PROBLEM STATEMENT — Restate, word for word, every line of the data.

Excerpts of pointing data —
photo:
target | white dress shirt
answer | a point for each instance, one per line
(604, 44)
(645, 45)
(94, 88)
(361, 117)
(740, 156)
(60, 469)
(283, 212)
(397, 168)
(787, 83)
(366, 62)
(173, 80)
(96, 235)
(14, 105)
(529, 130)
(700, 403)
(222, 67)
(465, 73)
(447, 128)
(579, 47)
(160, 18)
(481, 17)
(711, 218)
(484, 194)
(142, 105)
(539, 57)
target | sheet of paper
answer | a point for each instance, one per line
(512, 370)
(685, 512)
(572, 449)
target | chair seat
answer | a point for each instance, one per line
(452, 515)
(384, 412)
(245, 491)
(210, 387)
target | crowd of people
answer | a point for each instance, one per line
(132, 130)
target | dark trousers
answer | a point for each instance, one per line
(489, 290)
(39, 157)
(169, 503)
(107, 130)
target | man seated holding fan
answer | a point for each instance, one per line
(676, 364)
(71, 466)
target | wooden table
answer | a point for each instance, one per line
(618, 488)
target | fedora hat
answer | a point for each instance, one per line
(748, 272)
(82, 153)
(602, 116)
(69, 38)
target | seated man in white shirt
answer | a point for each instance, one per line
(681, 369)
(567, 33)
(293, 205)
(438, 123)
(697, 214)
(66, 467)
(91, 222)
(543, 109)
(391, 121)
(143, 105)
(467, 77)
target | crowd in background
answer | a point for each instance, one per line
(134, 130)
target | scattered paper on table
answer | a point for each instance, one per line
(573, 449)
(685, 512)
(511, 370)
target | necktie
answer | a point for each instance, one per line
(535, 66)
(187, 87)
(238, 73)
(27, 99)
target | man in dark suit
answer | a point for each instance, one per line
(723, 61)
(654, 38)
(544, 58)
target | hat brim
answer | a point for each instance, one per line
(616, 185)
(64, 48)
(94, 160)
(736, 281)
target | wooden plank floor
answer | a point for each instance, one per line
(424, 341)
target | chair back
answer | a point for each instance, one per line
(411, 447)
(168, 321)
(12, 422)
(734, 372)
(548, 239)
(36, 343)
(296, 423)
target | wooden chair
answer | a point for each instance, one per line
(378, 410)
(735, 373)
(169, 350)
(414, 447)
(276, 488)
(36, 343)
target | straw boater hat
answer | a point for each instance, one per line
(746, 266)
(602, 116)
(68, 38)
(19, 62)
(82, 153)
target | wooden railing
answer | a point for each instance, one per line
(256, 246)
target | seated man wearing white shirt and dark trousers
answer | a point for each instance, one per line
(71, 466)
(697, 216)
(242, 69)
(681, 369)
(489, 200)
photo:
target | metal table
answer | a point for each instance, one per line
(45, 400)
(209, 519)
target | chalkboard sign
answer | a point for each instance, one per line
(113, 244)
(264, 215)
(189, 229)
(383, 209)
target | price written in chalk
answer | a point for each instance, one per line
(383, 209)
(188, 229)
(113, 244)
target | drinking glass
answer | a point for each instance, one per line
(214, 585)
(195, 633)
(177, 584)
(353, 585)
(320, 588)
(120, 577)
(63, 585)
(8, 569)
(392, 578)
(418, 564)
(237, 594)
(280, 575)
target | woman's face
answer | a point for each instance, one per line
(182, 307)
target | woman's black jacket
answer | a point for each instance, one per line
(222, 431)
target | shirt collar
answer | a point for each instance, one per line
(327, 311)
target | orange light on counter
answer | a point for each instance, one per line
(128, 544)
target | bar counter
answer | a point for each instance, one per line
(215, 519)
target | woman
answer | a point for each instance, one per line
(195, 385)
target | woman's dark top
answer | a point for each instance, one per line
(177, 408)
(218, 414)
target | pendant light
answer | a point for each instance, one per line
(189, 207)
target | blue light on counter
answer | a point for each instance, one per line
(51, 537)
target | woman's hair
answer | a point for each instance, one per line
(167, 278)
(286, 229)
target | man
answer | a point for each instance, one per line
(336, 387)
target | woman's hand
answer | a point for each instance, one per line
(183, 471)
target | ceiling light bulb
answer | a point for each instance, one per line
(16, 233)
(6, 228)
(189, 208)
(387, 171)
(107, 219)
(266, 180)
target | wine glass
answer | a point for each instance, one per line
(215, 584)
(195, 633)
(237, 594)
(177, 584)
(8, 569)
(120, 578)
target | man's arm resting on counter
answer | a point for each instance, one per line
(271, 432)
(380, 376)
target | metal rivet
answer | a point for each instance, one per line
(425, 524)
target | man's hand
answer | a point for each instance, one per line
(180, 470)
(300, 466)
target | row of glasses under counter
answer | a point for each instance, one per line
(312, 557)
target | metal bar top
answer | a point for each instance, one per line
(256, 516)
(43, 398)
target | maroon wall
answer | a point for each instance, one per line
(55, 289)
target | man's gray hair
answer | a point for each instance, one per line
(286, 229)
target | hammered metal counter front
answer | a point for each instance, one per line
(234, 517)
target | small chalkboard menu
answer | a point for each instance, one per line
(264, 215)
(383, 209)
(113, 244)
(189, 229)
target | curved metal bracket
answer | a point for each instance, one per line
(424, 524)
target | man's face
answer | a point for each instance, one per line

TASK RESULT —
photo:
target | white dress shirt
answer | a point for each instance, one per line
(604, 44)
(645, 45)
(94, 88)
(361, 117)
(740, 156)
(60, 469)
(283, 212)
(397, 168)
(787, 83)
(366, 62)
(173, 80)
(96, 235)
(14, 105)
(529, 130)
(700, 403)
(222, 67)
(465, 73)
(447, 128)
(579, 47)
(160, 18)
(481, 17)
(711, 218)
(484, 194)
(142, 105)
(539, 57)
target | sheet of paper
answer | a point for each instance, one per line
(512, 370)
(685, 512)
(572, 449)
target | chair seat
answer | a point for each instance, one per line
(452, 515)
(384, 412)
(245, 491)
(210, 387)
target | crowd of people
answer | a point for each instance, one per line
(132, 130)
target | dark trousers
answer | a point for each instance, one per line
(489, 290)
(39, 157)
(169, 503)
(107, 130)
target | man seated holding fan
answer | a point for each instance, one per line
(676, 364)
(71, 466)
target | wooden table
answer | a point for each instance, one per line
(618, 488)
target | fedora hat
answer | a point for each instance, one per line
(748, 272)
(82, 153)
(602, 116)
(69, 38)
target | seated man in white shirt
answer | a point for each instance, one per line
(681, 369)
(567, 33)
(293, 205)
(438, 123)
(697, 214)
(66, 467)
(91, 222)
(543, 109)
(391, 121)
(143, 105)
(467, 77)
target | crowd in background
answer | a point for each instance, one per line
(134, 130)
target | scattered paper on table
answer | a point for each instance, one per line
(573, 449)
(685, 512)
(511, 370)
target | necktie
answer | a point for each instance, one per line
(535, 66)
(187, 87)
(238, 73)
(27, 99)
target | man in dark suit
answer | a point for each instance, one per line
(723, 61)
(654, 38)
(544, 58)
target | hat brim
answer | a point for each instance, one per line
(616, 185)
(64, 48)
(94, 160)
(736, 281)
target | wooden plank floor
answer | a point for each instance, one per line
(424, 341)
target | chair back
answer | a point for each instance, one per line
(411, 447)
(168, 321)
(12, 422)
(734, 372)
(548, 239)
(36, 343)
(296, 423)
target | wooden chair
answer | a point for each instance, one per line
(378, 410)
(735, 373)
(169, 350)
(414, 447)
(276, 488)
(36, 343)
target | straw boater hat
answer | a point for each instance, one per line
(746, 266)
(602, 116)
(68, 38)
(19, 62)
(82, 153)
target | wooden railing
answer | a point for each instance, one per line
(256, 246)
target | seated man wearing white shirt and dark trousers
answer | a point for each instance, one per line
(71, 466)
(697, 216)
(242, 69)
(681, 369)
(489, 200)
photo:
target | metal table
answer | a point for each instance, one per line
(45, 400)
(209, 519)
target | chalkboard sign
answer | a point for each instance, one per line
(113, 244)
(264, 215)
(189, 229)
(383, 209)
target | price written in chalk
answer | a point for each instance, one per line
(383, 209)
(188, 229)
(113, 244)
target | drinking glass
answer | a point for each instance, one per line
(214, 585)
(195, 633)
(177, 584)
(353, 585)
(320, 588)
(120, 577)
(63, 585)
(8, 569)
(392, 578)
(418, 564)
(237, 594)
(280, 575)
target | woman's face
answer | a point for each instance, one per line
(182, 307)
target | woman's black jacket
answer | a point for each instance, one per line
(222, 431)
target | shirt collar
answer | a point for each instance, one per line
(327, 311)
target | orange light on counter
answer | a point for each instance, one per line
(128, 544)
target | bar counter
answer | a point for each instance, one per line
(215, 519)
target | woman
answer | a point for each instance, one per line
(195, 385)
target | woman's dark top
answer | a point for each instance, one per line
(177, 408)
(218, 414)
target | pendant light
answer | a point for each instance, one per line
(189, 207)
target | blue light on counter
answer | a point for each instance, one per line
(51, 537)
target | woman's hair
answer | a point for each instance, one per line
(167, 278)
(286, 229)
target | man
answer | a point for each instance, one per line
(336, 387)
target | woman's hand
answer | a point for each instance, one per line
(183, 471)
target | ceiling light bulb
answer | a point for each instance, one per line
(16, 233)
(6, 228)
(189, 208)
(387, 171)
(107, 219)
(266, 180)
target | wine glass
answer | a point for each instance, one per line
(215, 584)
(195, 633)
(237, 594)
(177, 584)
(8, 569)
(120, 578)
target | man's arm resting on counter
answer | a point for each instance, one per line
(271, 432)
(380, 376)
target | metal rivet
answer | a point for each instance, one per line
(425, 524)
target | man's hand
answer | a point for each instance, one per line
(180, 470)
(300, 466)
target | row of glasses under counter
answer | a point for each instance, one per line
(312, 557)
target | metal bar top
answer | a point for each instance, one per line
(256, 516)
(43, 398)
target | maroon wall
answer | a point for each instance, one per line
(55, 289)
target | man's gray hair
answer | a point for each instance, one per line
(286, 229)
target | hammered metal counter front
answer | a point for each instance, one per line
(234, 517)
target | small chalkboard menu
answer | a point for each instance, one per line
(264, 215)
(383, 209)
(113, 244)
(189, 229)
target | curved metal bracket
answer | a point for each instance, one per line
(424, 524)
target | man's face
answer | a point for each instance, one per line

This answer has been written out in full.